Patricia Witherspoon Research Award
Are you interested in conducting original research in the areas of public service, government, community service, civic life, citizenship, or politics?
About Award
The University of Texas at Austin graduate students are invited to apply for The Patricia Witherspoon Research Award to offset costs associated with conducting original research in the areas of public service, government, community service, civic life, citizenship, or politics. Previous research topics have included faith-based organizations, family policy, immigration, and educational interventions. Past award winners have used the funding to pay for focus groups, survey instruments, and other aspects of their research. The recipient will be expected to write a summary of their research for publication for the Institute and, if requested, make a short presentation before the Institute’s Advisory Council.
Requirements
Original research must be conducted in public service, government, civic life, citizenship, or politics. Preference will be given to students working on master's theses or doctoral dissertations. All research must be overseen by a faculty member.
To apply, please submit the following in the application portal:
Contact information
Resume (LABELED: first and last name, resume)
Major field of study and current overall GPA
Two-page research prospectus including research question, brief summary of the literature, methodology, expected results, and anticipated start and end dates. (LABELED: first and last name, research prospectus)
Stipend Award
$2,000
Deadline
Application opens: March 28, 2025
EXTENDED DEADLINE: May 12, 2025
Selections notifications will be sent out week of May 26, 2025.

Items listed in a dataset:
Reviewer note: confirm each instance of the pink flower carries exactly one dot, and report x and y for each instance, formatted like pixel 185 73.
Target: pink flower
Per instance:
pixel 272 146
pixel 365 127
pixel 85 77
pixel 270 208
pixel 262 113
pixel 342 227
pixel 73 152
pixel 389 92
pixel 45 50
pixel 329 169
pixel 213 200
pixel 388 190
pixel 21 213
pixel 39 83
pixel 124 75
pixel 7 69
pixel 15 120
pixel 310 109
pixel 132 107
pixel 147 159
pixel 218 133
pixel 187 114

◆ Problems to work on
• 1. Translate this sentence from the research award announcement into Spanish: "All research must be overseen by a faculty member."
• 2. Answer these questions using the research award announcement.
(a) What is the amount of the stipend award?
(b) To which students will preference be given?
(c) During which week will selection notifications be sent out?
• 3. Reproduce the part of the research award announcement that opens with the words containing "Requirements" and closes with "a faculty member.".
The data have no connection to the research award announcement.

◆ Correct answers
• 1. Toda la investigación debe ser supervisada por un miembro del profesorado.

• 2.
(a) $2,000
(b) Students working on master's theses or doctoral dissertations
(c) The week of May 26, 2025

• 3.
Requirements
Original research must be conducted in public service, government, civic life, citizenship, or politics. Preference will be given to students working on master's theses or doctoral dissertations. All research must be overseen by a faculty member.